| INSTRUCCIÓN |
Retoma el relato, que aparece más abajo, sobre el encuentro con el hombre de barbas y cabello entrecano y continúalo a partir de su última oración.

| TEXTO DEL DOCUMENTO |
◆ ◆ ◆ ◆

Un
sábado a mediodía iba por el centro de la ciudad cuando de pronto vi a un
hombre de apariencia extraña caminando sin rumbo. Sentí una ansiedad
inexplicable por acercarme a él. Lo seguí dos cuadras y pensé
que tal vez estaba hambriento. Entré en una panadería, rápidamente compré pan y,
al salir, corrí para alcanzarlo:
—¡Señor,
señor! —le gritaba con todas mis fuerzas—.
Cuando
lo alcancé, el misterioso hombre de barbas y cabello entrecano se detuvo y dio
la vuelta. Me miró fijamente, y como si hubiéramos dejado una plática a medias,
comenzó a hablarme en un dialecto desconocido para mí. Parecía que nos conocíamos
de hace tiempo. Me sonrió mientras le entregaba la bolsa café-estraza, extendió
su mano y me hablaba sonriente; algo muy importante me dijo mientras hacía una
reverencia cercana a un “gracias” y después a un “adiós”.
Dio
la vuelta. Siguió su camino y yo me quedé inmóvil, mirándolo alejarse. Con
un “algo” en el corazón, lo dejé ir.
Ahora
que lo pienso, me pregunto ¿cómo sabía que le gritaba si era evidente que no
hablaba español? En fin…
Días
después, regresé a la cotidianidad laboral y comencé a trabajar en un libro que, si no mal recuerdo, se llama “Gregorio en persona”, escrito por Julio
Glockner. En medio de la meticulosa labor de diseñar un libro, me topé con una
fotografía. Quedé maravillada al ver que era el mismo hombre que tiempo atrás
me había dejado con el corazón acongojado. Comencé a leer el texto casi en
forma desesperada y decía:
“[Una] alumna de antropología, llevaba una cámara y tomó una fotografía del personaje en el momento que se acercaba. Con una sonrisa y una mirada que revelaban una especie de extravío, el hombre se detuvo de pronto, a una distancia que no lo incorporaba al grupo pero tampoco nos hacía sentirlo distante. (...) [L]o fascinante era que la presencia de aquel hombre en esa circunstancia coincidía (…) con la cualidad que tienen los volcanes para adquirir un aspecto humano y trasladarse de un lugar a otro. (...) Cuando llegamos al sitio donde estaban los vehículos, el hombre decidió subir al camión de redilas y acompañarnos hasta el pueblo, pero poco antes de llegar, ya en la oscuridad de la noche, pidió que lo bajaran y en Xalitzintla nadie más lo volvió a encontrar. (...) Hasta ese momento, que yo recuerde, nadie había dicho explícitamente que aquel personaje era Gregorio Popocatépetl”.

◆ ◆ ◆ ◆

| DATOS EXTRAÍDOS |
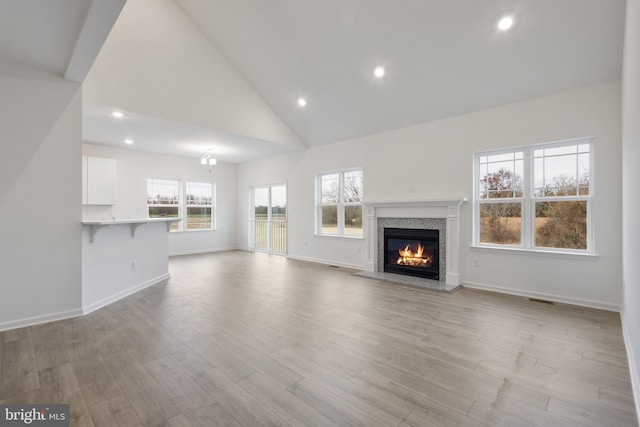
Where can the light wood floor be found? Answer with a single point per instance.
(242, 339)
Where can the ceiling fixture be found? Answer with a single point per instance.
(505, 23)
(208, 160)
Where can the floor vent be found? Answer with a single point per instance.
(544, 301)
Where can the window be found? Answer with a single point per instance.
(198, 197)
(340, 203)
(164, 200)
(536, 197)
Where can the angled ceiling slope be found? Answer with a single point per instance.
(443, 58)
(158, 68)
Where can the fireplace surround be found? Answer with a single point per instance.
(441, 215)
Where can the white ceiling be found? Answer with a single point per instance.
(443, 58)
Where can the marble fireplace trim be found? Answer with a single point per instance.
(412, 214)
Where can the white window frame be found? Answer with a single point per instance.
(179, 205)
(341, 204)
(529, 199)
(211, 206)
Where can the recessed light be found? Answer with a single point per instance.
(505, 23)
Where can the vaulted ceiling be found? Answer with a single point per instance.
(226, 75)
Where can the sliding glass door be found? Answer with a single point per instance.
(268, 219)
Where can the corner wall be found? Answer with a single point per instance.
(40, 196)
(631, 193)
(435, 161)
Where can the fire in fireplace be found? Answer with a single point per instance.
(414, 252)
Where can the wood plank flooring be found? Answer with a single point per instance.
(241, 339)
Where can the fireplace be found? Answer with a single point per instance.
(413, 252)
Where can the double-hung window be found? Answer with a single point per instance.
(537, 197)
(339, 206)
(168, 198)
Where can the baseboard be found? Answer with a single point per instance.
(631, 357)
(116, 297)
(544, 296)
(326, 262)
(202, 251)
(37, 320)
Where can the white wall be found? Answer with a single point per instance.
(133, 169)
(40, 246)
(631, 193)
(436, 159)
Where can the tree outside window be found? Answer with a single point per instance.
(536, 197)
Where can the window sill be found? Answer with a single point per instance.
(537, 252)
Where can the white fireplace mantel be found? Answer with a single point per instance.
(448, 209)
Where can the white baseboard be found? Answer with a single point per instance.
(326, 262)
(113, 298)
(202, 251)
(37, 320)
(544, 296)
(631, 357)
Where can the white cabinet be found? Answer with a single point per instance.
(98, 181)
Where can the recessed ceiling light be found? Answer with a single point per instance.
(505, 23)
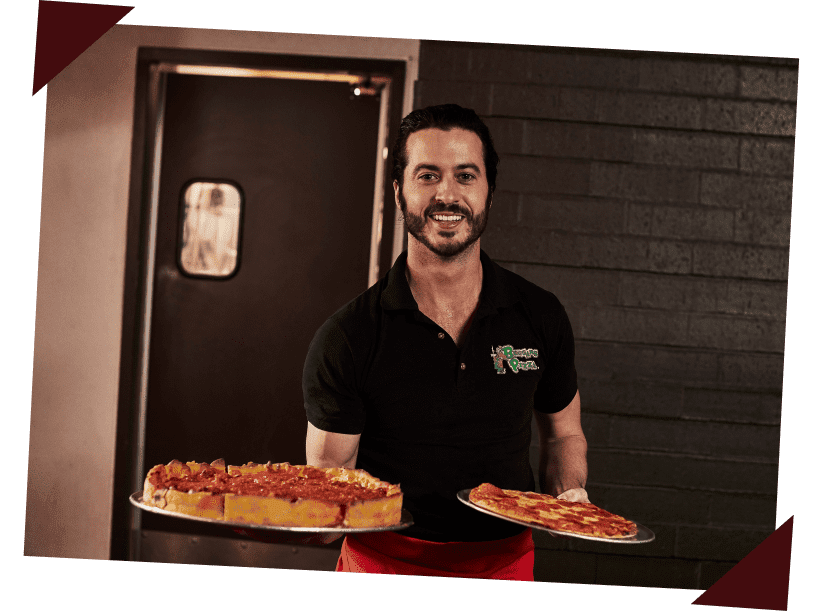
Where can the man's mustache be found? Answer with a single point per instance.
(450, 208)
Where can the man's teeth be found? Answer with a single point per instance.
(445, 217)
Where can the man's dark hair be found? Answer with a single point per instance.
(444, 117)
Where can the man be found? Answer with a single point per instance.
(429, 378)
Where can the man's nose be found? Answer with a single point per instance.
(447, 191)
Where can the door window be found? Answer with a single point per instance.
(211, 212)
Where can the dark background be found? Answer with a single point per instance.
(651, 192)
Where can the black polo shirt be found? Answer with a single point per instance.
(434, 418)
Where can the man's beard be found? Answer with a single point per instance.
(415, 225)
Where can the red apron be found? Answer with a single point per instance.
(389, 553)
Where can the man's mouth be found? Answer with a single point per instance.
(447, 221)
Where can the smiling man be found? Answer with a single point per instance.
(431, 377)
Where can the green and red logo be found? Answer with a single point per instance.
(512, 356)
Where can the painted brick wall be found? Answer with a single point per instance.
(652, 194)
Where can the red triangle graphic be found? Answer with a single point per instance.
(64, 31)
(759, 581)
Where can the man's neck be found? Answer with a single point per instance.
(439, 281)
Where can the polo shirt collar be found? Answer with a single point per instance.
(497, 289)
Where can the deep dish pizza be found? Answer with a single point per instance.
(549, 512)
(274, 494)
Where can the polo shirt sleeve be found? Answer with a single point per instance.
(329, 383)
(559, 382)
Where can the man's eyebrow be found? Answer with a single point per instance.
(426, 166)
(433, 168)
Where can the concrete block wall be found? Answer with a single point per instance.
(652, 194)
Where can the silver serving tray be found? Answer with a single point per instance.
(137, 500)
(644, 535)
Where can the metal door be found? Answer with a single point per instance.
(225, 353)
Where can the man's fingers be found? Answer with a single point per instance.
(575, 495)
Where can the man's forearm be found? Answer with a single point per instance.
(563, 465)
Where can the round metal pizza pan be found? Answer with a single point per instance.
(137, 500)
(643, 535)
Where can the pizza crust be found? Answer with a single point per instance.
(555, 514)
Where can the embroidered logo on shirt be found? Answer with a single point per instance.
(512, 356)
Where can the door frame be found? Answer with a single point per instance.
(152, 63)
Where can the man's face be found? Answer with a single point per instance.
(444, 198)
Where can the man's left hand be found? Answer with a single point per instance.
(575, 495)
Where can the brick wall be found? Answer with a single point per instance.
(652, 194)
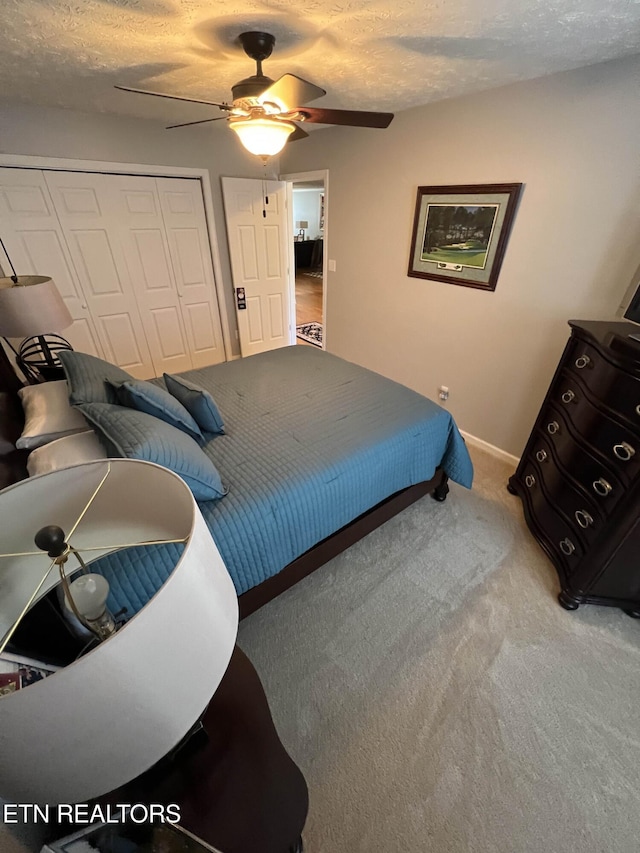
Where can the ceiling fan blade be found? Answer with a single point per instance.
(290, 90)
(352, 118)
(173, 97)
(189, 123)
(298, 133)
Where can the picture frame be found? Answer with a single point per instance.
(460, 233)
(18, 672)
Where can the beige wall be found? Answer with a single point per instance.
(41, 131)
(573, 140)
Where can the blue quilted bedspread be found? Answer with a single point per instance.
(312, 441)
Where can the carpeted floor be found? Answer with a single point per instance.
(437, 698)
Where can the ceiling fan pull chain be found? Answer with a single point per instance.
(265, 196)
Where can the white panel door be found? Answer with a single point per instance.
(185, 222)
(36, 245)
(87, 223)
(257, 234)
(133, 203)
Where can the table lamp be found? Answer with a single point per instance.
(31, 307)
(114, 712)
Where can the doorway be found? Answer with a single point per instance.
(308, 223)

◆ ◆ ◆ ◆

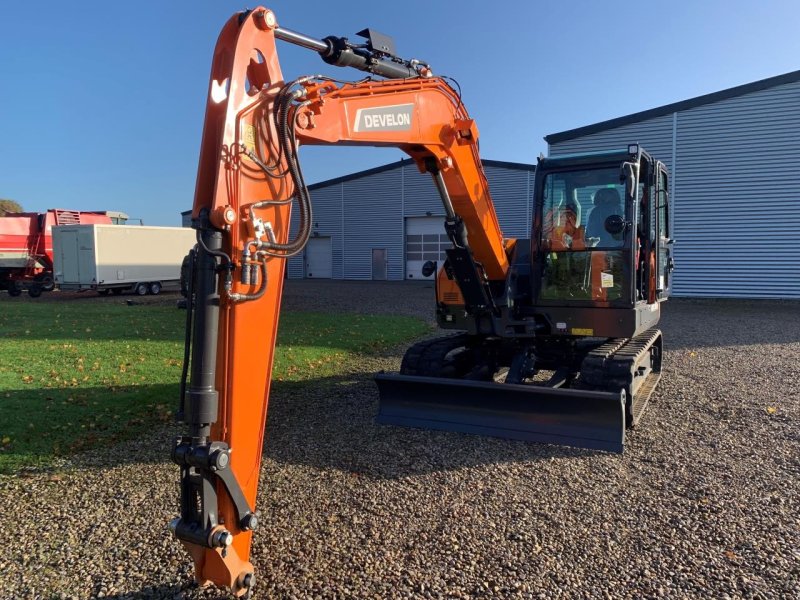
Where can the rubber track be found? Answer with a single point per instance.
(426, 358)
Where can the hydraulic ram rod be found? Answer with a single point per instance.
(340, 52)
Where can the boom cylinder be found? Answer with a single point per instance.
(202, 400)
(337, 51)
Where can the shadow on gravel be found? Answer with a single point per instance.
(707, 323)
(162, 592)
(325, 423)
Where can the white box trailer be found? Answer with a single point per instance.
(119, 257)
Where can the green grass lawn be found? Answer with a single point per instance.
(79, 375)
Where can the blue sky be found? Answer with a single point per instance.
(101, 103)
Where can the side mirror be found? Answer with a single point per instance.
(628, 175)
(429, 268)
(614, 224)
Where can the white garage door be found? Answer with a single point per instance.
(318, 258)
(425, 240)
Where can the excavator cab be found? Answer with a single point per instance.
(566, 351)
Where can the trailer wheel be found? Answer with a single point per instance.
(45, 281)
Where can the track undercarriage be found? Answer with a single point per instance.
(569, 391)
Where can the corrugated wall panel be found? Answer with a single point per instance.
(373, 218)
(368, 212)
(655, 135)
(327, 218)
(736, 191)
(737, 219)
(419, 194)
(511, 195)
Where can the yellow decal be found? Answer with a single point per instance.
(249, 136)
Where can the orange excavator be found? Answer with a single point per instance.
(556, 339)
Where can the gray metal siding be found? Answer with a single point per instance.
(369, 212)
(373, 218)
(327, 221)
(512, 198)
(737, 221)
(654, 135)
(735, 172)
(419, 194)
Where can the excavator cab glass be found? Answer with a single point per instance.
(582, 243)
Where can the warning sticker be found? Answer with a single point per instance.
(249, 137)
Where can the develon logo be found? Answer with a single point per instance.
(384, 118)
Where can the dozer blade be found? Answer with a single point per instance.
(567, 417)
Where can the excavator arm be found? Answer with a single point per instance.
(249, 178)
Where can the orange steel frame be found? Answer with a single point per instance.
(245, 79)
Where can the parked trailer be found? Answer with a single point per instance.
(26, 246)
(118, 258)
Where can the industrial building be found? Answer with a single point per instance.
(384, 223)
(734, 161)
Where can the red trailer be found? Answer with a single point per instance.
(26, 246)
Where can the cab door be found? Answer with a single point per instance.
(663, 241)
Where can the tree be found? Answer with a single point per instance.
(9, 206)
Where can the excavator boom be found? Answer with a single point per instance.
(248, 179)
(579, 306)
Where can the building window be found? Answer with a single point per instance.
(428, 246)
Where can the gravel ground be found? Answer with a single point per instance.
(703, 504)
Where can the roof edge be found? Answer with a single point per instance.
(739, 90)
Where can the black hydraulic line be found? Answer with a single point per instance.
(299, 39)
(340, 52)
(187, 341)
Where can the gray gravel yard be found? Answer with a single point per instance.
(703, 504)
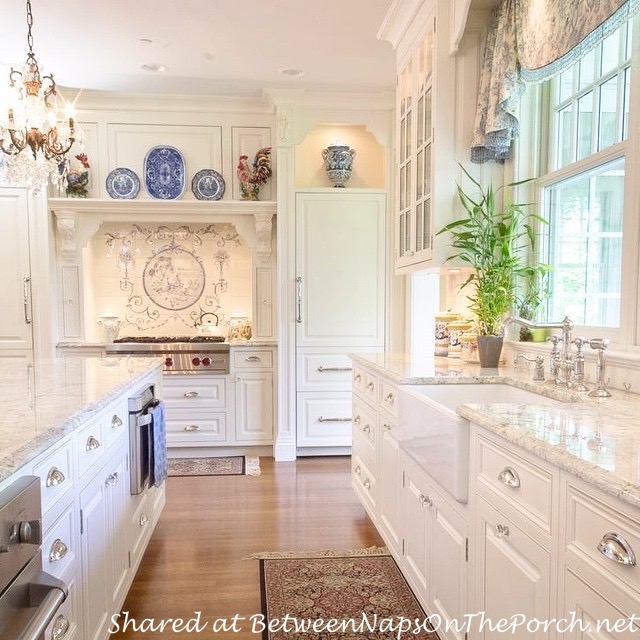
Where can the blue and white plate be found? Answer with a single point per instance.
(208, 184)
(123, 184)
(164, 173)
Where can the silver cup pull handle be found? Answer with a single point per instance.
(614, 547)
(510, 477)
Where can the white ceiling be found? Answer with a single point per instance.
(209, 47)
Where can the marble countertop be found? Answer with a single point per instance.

◆ ◆ ◆ ◆

| RESULTADO |
—¿¡¿Gregorio
Popocatépetl?!? No podía dejar de mirar la fotografía. Me quedé congelada,
incrédula, sorprendida… feliz.
Hace
unos días, cuando nuestro amado volcán comenzó a lanzar fumarolas, en algún periódico
leí que los lugareños que cuidan y procuran a Don Goyo afirman que está
profundamente triste porque las nuevas generaciones ya no creen en las
tradiciones. Los tiemperos —las personas que cuidan del volcán— se están
muriendo uno a uno y ya son pocos los que resguardan esta hermosa tradición.
No
sé si algún día todo se revierta, pero desde mi pequeña trinchera cerca de sus
faldas, presiento que algún día Gregorio, abatido por la indiferencia, decidirá
abandonarnos.
También
en ocasiones pienso que tal vez la próxima vez que me encuentre con Don Goyo
será en mi casa. Tocará a la puerta y me dirá: ¿nos vamos?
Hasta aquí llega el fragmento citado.